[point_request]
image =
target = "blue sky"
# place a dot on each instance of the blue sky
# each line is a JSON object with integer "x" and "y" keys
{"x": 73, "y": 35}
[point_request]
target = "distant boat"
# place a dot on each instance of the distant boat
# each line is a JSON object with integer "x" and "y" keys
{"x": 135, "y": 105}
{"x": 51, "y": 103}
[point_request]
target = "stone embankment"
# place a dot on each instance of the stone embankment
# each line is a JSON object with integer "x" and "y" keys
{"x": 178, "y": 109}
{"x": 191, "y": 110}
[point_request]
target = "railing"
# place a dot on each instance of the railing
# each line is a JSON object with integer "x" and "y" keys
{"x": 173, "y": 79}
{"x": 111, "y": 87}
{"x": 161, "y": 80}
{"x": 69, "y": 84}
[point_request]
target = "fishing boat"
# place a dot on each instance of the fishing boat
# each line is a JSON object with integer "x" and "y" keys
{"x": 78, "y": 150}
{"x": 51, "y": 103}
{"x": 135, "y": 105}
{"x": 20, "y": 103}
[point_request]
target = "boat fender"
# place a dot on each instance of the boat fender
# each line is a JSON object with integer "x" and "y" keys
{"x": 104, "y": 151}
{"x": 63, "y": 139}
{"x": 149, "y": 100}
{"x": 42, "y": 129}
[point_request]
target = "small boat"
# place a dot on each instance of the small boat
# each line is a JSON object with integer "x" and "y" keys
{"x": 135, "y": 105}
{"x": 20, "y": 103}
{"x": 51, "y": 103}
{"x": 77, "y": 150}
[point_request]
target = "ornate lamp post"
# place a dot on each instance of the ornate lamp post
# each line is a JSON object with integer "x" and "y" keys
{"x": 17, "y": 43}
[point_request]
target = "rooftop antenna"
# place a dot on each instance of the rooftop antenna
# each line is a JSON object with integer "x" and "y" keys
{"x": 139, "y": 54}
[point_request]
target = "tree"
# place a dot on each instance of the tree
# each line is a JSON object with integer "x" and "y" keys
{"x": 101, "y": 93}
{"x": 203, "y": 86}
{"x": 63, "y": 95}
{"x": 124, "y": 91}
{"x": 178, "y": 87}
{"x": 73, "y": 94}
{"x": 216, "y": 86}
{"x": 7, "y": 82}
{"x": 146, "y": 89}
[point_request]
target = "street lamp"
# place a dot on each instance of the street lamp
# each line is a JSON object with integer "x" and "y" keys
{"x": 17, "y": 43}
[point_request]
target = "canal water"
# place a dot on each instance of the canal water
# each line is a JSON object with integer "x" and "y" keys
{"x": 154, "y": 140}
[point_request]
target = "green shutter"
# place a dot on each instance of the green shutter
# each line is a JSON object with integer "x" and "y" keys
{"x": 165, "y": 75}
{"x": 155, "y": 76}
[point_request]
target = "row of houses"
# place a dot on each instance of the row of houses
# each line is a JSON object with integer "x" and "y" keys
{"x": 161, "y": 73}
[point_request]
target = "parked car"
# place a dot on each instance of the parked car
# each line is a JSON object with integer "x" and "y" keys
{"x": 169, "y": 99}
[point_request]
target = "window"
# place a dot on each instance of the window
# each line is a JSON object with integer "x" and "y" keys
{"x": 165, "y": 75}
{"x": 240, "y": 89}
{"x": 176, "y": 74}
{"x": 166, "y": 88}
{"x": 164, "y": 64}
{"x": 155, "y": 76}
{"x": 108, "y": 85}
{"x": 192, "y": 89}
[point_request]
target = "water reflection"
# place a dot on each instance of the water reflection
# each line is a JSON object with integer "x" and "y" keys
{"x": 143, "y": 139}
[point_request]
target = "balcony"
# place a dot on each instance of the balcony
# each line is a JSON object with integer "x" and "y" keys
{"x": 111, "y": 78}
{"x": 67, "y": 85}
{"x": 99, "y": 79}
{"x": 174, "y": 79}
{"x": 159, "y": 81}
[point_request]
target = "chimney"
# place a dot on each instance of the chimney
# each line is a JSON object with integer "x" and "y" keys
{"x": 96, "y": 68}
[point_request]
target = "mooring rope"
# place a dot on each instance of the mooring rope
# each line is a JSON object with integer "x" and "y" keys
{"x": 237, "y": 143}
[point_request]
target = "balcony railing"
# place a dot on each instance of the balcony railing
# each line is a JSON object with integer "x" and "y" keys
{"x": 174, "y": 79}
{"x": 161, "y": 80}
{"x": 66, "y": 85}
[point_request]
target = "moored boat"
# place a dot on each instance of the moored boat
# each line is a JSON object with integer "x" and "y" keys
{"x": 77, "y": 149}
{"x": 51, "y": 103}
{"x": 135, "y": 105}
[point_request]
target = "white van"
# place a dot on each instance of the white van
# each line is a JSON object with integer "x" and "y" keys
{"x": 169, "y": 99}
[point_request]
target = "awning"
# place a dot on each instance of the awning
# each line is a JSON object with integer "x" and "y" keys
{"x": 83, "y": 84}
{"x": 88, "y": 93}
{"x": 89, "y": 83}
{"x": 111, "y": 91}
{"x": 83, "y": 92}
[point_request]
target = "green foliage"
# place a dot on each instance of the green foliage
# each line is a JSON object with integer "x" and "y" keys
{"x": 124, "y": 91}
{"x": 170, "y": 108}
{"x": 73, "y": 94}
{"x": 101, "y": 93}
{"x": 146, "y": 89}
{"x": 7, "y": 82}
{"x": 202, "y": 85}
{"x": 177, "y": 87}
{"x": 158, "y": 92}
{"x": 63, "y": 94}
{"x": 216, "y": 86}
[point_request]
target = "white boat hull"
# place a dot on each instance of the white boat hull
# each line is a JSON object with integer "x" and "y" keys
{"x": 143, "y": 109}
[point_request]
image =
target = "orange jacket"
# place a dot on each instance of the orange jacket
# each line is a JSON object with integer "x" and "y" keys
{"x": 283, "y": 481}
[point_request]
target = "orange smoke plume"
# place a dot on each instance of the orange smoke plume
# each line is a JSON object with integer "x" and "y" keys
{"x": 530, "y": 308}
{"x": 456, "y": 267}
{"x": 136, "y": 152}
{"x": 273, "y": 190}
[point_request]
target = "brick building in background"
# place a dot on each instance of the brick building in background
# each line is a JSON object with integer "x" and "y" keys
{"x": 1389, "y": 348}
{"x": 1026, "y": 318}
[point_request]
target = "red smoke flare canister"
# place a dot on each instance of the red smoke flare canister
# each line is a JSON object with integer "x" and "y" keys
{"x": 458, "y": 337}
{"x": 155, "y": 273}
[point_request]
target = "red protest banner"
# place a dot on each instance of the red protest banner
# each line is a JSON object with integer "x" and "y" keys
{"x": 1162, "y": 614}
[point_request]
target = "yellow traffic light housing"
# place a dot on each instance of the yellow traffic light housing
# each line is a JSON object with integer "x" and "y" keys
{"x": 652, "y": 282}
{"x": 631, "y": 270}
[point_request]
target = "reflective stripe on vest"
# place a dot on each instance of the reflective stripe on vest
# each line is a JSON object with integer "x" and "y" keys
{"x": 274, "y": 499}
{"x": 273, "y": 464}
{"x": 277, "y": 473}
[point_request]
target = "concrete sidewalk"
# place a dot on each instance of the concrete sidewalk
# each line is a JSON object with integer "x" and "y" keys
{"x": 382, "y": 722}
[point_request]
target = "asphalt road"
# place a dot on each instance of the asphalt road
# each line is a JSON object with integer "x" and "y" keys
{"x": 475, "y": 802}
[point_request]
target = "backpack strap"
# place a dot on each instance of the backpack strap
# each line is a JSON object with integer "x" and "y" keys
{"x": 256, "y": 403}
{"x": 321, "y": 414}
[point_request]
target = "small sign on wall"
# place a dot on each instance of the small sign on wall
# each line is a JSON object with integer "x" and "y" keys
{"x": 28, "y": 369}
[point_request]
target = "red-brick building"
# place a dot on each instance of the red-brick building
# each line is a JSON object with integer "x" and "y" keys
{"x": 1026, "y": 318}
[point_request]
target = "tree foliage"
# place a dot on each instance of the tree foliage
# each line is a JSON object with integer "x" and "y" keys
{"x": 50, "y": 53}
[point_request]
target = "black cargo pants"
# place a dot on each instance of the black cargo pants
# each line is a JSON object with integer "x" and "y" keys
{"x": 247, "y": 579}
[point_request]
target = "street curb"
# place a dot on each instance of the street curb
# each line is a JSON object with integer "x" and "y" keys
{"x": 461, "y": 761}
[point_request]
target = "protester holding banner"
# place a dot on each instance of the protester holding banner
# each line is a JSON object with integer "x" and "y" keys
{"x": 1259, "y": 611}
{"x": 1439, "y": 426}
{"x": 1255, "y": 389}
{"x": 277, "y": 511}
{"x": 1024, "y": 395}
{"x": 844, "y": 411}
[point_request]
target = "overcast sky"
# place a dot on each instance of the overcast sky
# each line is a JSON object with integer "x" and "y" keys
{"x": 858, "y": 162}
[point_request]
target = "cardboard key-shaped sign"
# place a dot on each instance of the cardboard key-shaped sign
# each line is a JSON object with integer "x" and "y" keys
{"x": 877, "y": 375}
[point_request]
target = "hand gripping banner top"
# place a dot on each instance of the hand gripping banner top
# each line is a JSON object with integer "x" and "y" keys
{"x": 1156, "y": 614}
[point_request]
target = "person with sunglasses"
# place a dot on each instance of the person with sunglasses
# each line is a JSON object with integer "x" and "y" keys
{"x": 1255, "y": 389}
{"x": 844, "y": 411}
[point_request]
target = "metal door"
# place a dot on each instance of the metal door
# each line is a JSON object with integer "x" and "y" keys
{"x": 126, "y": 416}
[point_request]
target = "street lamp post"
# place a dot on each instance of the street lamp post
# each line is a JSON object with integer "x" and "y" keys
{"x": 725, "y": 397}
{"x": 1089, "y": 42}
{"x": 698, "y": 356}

---+---

> **Problem description**:
Once the line containing "# place a dot on each instance of the railing" has been set down, nothing more is wanted; set down each line of the listing above up to it exactly, starting with the first.

> **Response area**:
[point_request]
image =
target = "blue sky"
# place a dot on each instance of the blue sky
# each line is a JSON object with integer "x" and "y" keys
{"x": 73, "y": 35}
[point_request]
target = "distant boat"
# place a dot on each instance of the distant boat
# each line is a JSON object with integer "x" and "y" keys
{"x": 135, "y": 105}
{"x": 51, "y": 103}
[point_request]
target = "stone embankment"
# place a dot on each instance of the stone embankment
# each line is a JSON object with integer "x" and "y" keys
{"x": 178, "y": 109}
{"x": 191, "y": 110}
[point_request]
target = "railing"
# place a dot on each instance of the railing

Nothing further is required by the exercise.